-- START Listed entries --

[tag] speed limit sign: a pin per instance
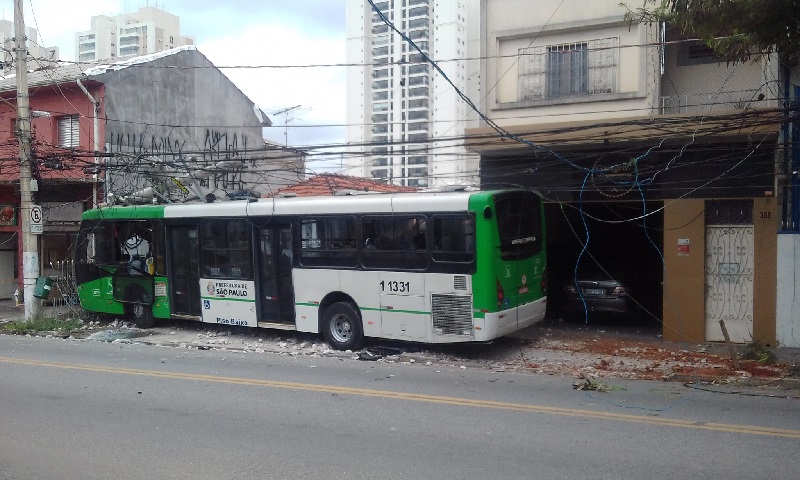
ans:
(37, 220)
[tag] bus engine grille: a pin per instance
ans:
(452, 314)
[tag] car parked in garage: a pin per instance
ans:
(598, 290)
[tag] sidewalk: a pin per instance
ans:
(552, 347)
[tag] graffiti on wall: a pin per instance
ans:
(146, 152)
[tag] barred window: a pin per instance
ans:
(69, 131)
(567, 70)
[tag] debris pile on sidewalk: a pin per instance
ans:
(553, 348)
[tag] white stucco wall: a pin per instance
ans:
(788, 292)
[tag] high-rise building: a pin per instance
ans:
(148, 30)
(405, 120)
(39, 57)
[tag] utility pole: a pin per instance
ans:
(30, 242)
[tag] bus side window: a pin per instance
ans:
(453, 239)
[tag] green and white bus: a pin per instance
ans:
(458, 266)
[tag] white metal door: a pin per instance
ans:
(729, 282)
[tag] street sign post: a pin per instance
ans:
(37, 220)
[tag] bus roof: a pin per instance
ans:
(378, 203)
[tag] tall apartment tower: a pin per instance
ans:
(405, 121)
(149, 30)
(38, 57)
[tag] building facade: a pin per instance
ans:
(656, 158)
(149, 30)
(104, 134)
(406, 119)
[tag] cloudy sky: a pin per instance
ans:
(243, 33)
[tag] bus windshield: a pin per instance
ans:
(519, 223)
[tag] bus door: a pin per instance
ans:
(184, 265)
(276, 293)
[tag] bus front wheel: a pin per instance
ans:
(140, 314)
(341, 325)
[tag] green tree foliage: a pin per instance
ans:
(737, 30)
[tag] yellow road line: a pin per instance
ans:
(438, 399)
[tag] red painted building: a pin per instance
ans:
(66, 109)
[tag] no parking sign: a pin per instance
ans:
(37, 220)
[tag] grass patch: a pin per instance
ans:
(595, 385)
(758, 352)
(43, 324)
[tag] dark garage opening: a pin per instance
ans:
(623, 243)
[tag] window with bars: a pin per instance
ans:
(68, 131)
(568, 70)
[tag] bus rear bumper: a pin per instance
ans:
(505, 322)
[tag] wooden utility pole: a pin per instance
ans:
(30, 242)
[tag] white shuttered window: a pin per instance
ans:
(68, 131)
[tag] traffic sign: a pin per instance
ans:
(37, 220)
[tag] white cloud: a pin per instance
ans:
(319, 90)
(246, 33)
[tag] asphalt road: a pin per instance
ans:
(90, 410)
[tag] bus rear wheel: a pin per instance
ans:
(140, 314)
(341, 325)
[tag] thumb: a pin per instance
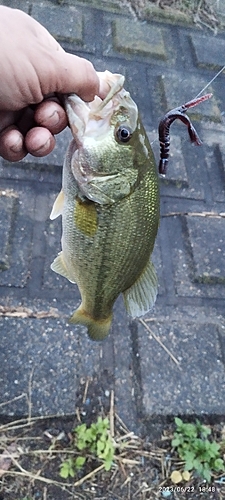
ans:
(71, 74)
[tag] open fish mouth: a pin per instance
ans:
(92, 120)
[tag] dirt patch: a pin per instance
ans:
(32, 449)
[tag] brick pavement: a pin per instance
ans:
(165, 65)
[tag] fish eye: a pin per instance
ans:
(123, 133)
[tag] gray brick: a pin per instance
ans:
(208, 51)
(176, 89)
(207, 238)
(64, 23)
(138, 38)
(198, 387)
(188, 269)
(177, 172)
(21, 242)
(22, 4)
(7, 213)
(56, 356)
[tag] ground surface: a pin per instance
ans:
(174, 363)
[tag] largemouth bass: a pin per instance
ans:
(110, 208)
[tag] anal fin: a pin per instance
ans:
(57, 206)
(59, 267)
(141, 296)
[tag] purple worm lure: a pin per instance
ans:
(164, 129)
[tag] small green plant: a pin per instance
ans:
(95, 440)
(194, 447)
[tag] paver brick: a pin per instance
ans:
(189, 272)
(207, 239)
(17, 274)
(52, 356)
(7, 213)
(200, 376)
(23, 4)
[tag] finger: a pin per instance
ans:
(72, 74)
(8, 118)
(12, 146)
(51, 115)
(39, 141)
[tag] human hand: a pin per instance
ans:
(34, 71)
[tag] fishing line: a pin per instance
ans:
(217, 74)
(201, 91)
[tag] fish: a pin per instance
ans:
(109, 205)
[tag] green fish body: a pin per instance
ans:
(110, 209)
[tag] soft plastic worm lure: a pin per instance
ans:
(164, 128)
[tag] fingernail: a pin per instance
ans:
(17, 146)
(43, 148)
(51, 120)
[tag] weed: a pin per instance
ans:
(95, 440)
(194, 447)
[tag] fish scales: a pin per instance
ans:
(110, 213)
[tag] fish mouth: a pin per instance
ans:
(93, 119)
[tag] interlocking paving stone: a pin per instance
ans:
(207, 238)
(53, 354)
(7, 213)
(198, 385)
(177, 172)
(187, 276)
(164, 68)
(18, 272)
(23, 4)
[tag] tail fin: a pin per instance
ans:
(98, 329)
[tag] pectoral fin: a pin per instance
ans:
(59, 267)
(58, 206)
(141, 296)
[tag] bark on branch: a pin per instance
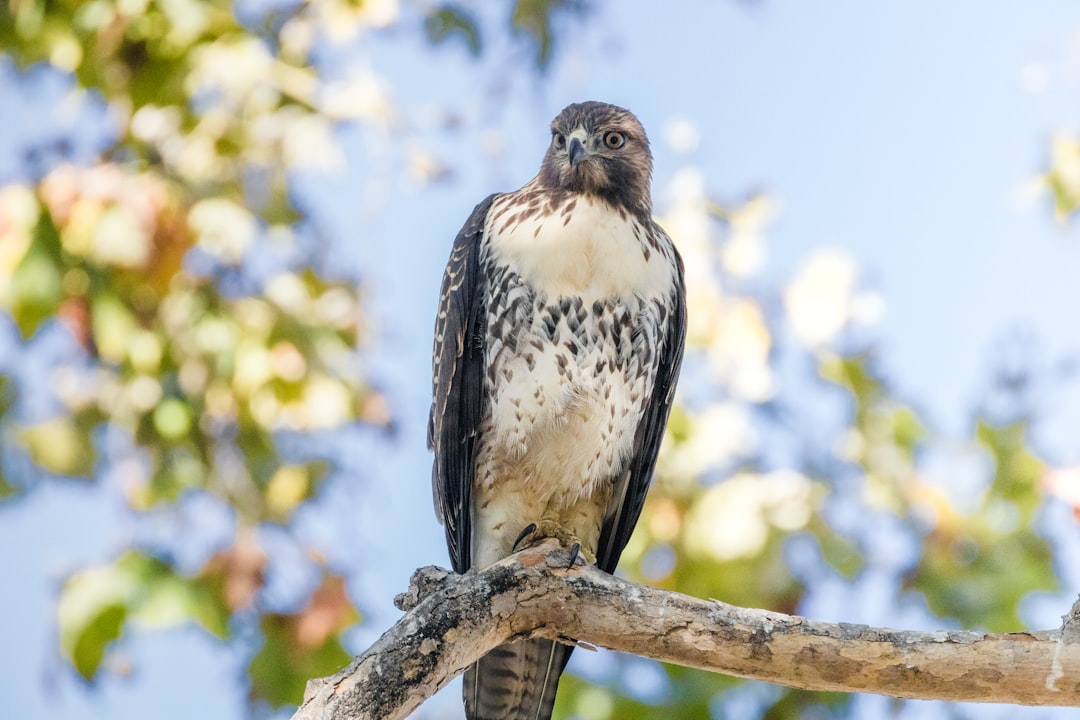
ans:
(454, 620)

-- END Listed entries --

Short exercise → Begin with the line containing "[tag] fishing line: a pin per instance" and end with the final line of the data, printing those lines exactly and only; pictures are left out.

Solution for this exercise →
[tag] fishing line: a pin per instance
ans:
(217, 74)
(201, 91)
[tag] fish: a pin per instance
ans:
(109, 205)
[tag] green fish body: a pin per instance
ans:
(110, 209)
[tag] soft plastic worm lure: a pin per instance
ans:
(164, 128)
[tag] fingernail: a pin per instance
ans:
(17, 146)
(43, 148)
(51, 120)
[tag] weed: a pin per instance
ans:
(95, 440)
(194, 447)
[tag] fish scales: a pin per instance
ans:
(110, 213)
[tag] fish mouth: a pin per instance
ans:
(93, 119)
[tag] interlocking paving stone: a pin per instance
ans:
(207, 238)
(53, 354)
(7, 213)
(198, 385)
(177, 172)
(187, 276)
(164, 68)
(18, 272)
(23, 4)
[tag] tail fin: a pin per instance
ans:
(98, 329)
[tag] pectoral fin: a pin per instance
ans:
(59, 267)
(58, 206)
(141, 296)
[tag] bark on branch: a pin per instance
ans:
(454, 620)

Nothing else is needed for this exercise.